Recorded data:
◆ ◆ ◆ ◆ ◆ ◆ ◆
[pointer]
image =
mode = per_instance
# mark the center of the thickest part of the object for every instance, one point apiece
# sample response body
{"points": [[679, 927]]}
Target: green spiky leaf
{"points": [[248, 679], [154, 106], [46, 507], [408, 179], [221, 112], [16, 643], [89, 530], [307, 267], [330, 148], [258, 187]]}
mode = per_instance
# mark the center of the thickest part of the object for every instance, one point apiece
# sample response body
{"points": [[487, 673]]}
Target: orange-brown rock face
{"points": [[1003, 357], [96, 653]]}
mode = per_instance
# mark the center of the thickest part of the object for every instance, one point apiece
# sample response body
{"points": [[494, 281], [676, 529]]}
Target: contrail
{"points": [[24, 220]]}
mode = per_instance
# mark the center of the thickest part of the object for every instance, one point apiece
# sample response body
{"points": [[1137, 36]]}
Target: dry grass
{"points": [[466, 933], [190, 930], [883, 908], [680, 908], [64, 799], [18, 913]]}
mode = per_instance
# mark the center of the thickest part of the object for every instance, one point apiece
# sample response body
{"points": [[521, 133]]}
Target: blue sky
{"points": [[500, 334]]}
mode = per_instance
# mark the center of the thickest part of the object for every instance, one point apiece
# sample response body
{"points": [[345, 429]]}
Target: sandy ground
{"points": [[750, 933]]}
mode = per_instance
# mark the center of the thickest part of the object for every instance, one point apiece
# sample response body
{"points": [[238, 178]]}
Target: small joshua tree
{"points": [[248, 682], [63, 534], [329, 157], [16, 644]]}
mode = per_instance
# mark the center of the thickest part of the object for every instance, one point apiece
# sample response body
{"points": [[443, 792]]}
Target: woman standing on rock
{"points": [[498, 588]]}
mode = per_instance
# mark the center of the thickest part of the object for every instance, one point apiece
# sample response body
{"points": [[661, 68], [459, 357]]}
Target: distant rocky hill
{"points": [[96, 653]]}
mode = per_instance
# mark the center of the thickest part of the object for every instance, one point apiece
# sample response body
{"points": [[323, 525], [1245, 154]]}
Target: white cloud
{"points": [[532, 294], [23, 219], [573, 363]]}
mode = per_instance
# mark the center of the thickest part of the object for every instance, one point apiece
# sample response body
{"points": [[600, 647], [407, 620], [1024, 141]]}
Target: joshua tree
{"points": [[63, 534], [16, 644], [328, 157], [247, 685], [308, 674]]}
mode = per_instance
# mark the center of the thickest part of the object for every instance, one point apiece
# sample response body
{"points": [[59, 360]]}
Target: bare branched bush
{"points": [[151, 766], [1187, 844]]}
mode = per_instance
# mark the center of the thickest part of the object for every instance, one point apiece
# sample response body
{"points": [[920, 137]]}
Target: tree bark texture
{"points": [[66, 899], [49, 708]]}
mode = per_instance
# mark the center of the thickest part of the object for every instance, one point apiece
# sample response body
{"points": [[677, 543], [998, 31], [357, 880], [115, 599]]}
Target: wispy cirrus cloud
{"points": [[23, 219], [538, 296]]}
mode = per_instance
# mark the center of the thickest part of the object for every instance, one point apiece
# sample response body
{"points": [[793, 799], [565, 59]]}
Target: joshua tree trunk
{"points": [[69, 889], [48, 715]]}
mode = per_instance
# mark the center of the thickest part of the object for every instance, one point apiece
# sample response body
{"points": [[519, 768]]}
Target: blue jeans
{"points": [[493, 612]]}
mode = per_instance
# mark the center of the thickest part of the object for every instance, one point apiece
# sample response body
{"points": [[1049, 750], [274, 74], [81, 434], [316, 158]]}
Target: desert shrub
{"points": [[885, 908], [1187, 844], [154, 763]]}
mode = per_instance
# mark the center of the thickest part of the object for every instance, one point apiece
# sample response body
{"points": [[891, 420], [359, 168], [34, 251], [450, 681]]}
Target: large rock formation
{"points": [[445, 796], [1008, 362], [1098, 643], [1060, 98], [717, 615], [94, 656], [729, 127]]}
◆ ◆ ◆ ◆ ◆ ◆ ◆
Take the entries and print them exactly. Keep every line.

[pointer]
image =
mode = per_instance
# mark the center of the thickest part of the object for every instance, one point apiece
# sample response body
{"points": [[679, 927]]}
Target: green spiky leaf
{"points": [[248, 679], [154, 106], [46, 507], [408, 179], [221, 112], [16, 643], [89, 530], [307, 267], [330, 148], [258, 187]]}
mode = per_instance
# mark the center of the thickest part of the object for every instance, one point apiece
# sample response body
{"points": [[487, 673]]}
Target: orange-brown rock face
{"points": [[1003, 357], [96, 653]]}
mode = per_instance
# mark the center of the thickest part of the object for every instance, one point apiece
# sample response body
{"points": [[494, 281], [676, 529]]}
Target: contrail
{"points": [[24, 220]]}
mode = per_instance
# mark the center of the thickest part of the object for every instance, one point apiece
# sample response body
{"points": [[1137, 36]]}
Target: dry grass
{"points": [[466, 933], [190, 930], [883, 908], [680, 908], [64, 799], [18, 913]]}
mode = per_instance
# mark the center of the thickest part of the object for every instance, one point apiece
# sample response body
{"points": [[521, 133]]}
Target: blue sky
{"points": [[500, 334]]}
mode = per_instance
# mark the center of the thickest part of the object for every instance, one point apiece
# sample response body
{"points": [[345, 429]]}
Target: sandy ground
{"points": [[750, 933]]}
mode = per_instance
# mark the center of the thickest part of the object for every instance, one point apiece
# sample response body
{"points": [[238, 178]]}
Target: small joshua tree
{"points": [[248, 682], [63, 534], [329, 157], [16, 644]]}
mode = per_instance
# mark the center of the thickest part of the object for every instance, one point apiece
# sample response body
{"points": [[443, 792]]}
Target: woman standing on rock
{"points": [[498, 588]]}
mode = per_instance
# mark the center of the thickest part of the object for every instance, one point apiece
# sample response body
{"points": [[661, 68], [459, 357]]}
Target: distant rocky hill
{"points": [[96, 653]]}
mode = per_instance
# mark the center of the thickest part of the object for every instance, one point apiece
# sample response body
{"points": [[323, 525], [1245, 154]]}
Target: white cloud
{"points": [[532, 294], [23, 219], [573, 363]]}
mode = per_instance
# mark the center of the thickest part of the object for every instance, one point apiece
# sample response body
{"points": [[600, 647], [407, 620], [1024, 141]]}
Target: joshua tree
{"points": [[63, 534], [16, 644], [328, 157], [247, 685], [308, 674]]}
mode = per_instance
# mark the center of the thickest part of the object for every instance, one point apiece
# sample response body
{"points": [[59, 360]]}
Target: bare branched bush
{"points": [[151, 766], [1187, 844]]}
mode = per_instance
# mark the center of the thickest part of the object for every instance, one point apiece
# sample response body
{"points": [[920, 137]]}
Target: tree bark texture
{"points": [[66, 899], [49, 708]]}
mode = per_instance
# mark the center of the thickest part of the object for every instance, one point apiece
# sample response body
{"points": [[677, 543], [998, 31], [357, 880], [115, 599]]}
Target: wispy cirrus cloud
{"points": [[23, 219], [538, 296]]}
mode = per_instance
# mark the center of the thickest part of the object for every instance, one point apiece
# sample response body
{"points": [[793, 799], [565, 59]]}
Target: joshua tree trunk
{"points": [[69, 889], [48, 715]]}
mode = per_instance
# mark the center of the thickest part of the object for every instance, one point apiece
# sample response body
{"points": [[519, 768]]}
Target: blue jeans
{"points": [[493, 612]]}
mode = per_instance
# mark the center of the thickest part of the object for every instance, one point apiece
# sample response body
{"points": [[1049, 750], [274, 74], [81, 434], [316, 158]]}
Target: desert shrub
{"points": [[885, 908], [1187, 844], [154, 763]]}
mode = per_instance
# mark the center of the thickest part of the object for every instance, one point apiece
# sample response body
{"points": [[891, 420], [359, 168], [34, 251], [450, 681]]}
Target: large rock formation
{"points": [[445, 796], [1008, 362], [1098, 643], [1060, 98], [717, 615], [94, 656], [729, 127]]}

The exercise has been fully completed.